=== TASK DIRECTIONS ===
Take each line below that has "building" and copy it.

=== RECORDS SUPPLIED ===
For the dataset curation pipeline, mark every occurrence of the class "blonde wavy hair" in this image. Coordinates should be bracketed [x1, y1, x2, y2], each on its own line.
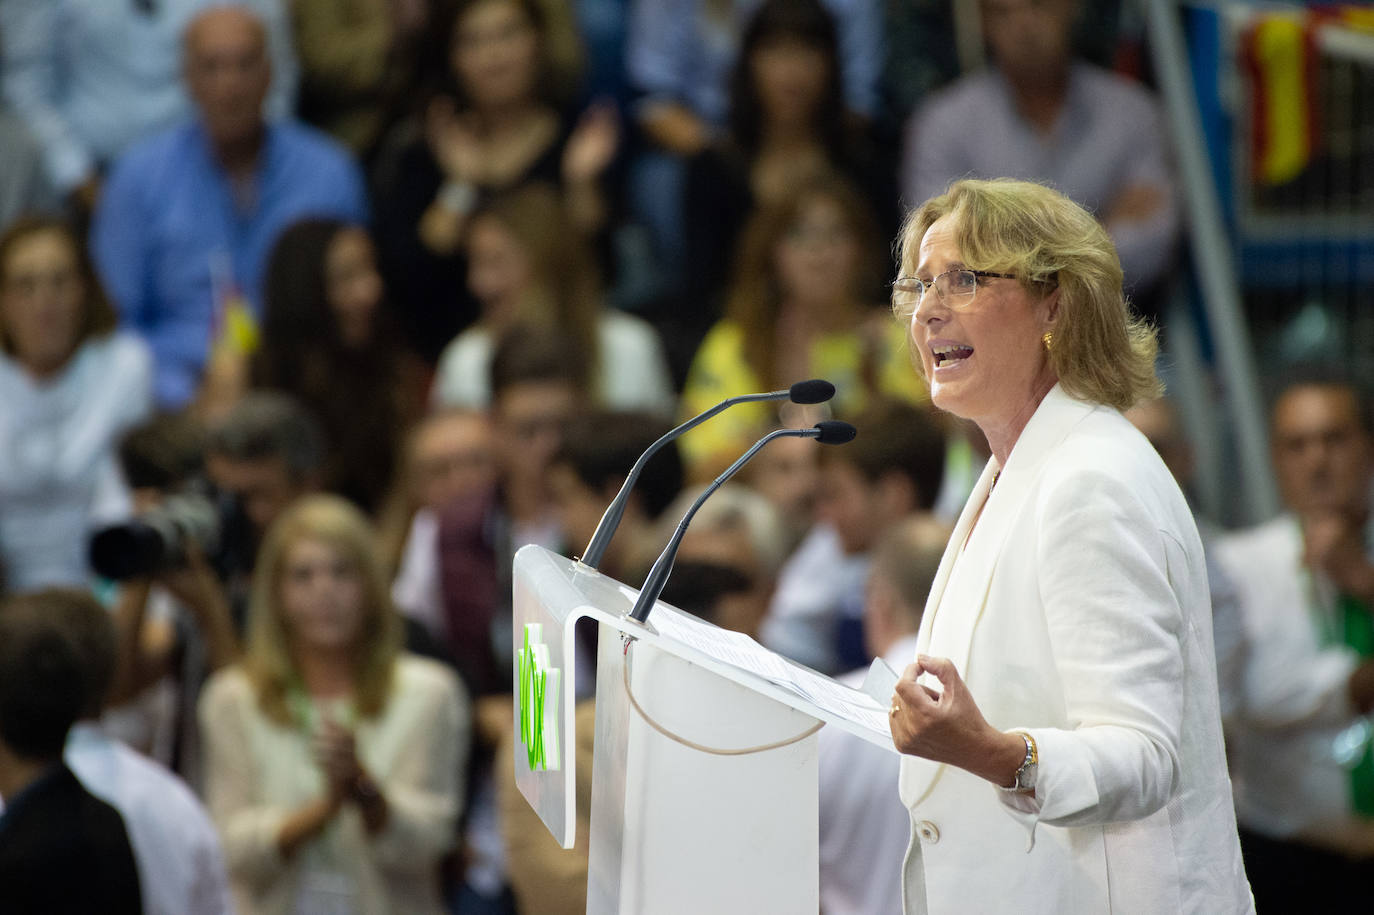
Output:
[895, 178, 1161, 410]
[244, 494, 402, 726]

* * *

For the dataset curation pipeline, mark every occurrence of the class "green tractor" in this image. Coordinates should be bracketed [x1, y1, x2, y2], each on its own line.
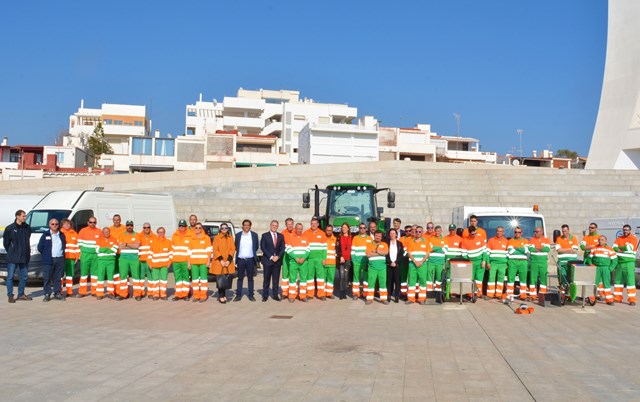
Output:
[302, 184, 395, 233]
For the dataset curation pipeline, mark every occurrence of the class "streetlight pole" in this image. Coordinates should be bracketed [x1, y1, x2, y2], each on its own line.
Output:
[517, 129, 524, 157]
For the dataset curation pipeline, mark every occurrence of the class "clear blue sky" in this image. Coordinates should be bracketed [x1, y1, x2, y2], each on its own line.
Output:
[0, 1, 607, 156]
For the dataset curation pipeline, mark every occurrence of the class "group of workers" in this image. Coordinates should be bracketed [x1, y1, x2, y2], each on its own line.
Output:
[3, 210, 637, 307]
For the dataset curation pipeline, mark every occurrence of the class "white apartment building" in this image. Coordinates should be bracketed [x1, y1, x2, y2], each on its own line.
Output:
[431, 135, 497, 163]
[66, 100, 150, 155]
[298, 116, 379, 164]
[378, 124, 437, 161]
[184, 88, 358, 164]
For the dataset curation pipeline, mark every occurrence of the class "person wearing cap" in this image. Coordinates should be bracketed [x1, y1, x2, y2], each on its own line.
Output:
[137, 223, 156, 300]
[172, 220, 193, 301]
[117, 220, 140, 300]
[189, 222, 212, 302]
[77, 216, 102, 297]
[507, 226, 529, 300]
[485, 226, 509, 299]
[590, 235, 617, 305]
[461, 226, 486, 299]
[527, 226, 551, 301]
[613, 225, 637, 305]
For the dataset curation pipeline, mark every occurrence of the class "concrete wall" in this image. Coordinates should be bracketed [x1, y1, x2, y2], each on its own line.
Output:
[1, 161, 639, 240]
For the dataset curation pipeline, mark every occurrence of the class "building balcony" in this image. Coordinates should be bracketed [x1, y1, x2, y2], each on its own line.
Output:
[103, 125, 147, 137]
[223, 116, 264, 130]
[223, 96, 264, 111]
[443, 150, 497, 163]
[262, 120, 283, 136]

=== THE ANSWER ===
For the dataset curation pipeline, mark every occurrence of the class "white apartment building" in this image. Coordinates should be bracketed [x1, y1, x2, y2], each on its own line.
For the dataset curation pipeline, mark every occurrence of the class "building balcony" in this image. Coordinates should be bracketed [x1, y1, x2, y2], each on its own line.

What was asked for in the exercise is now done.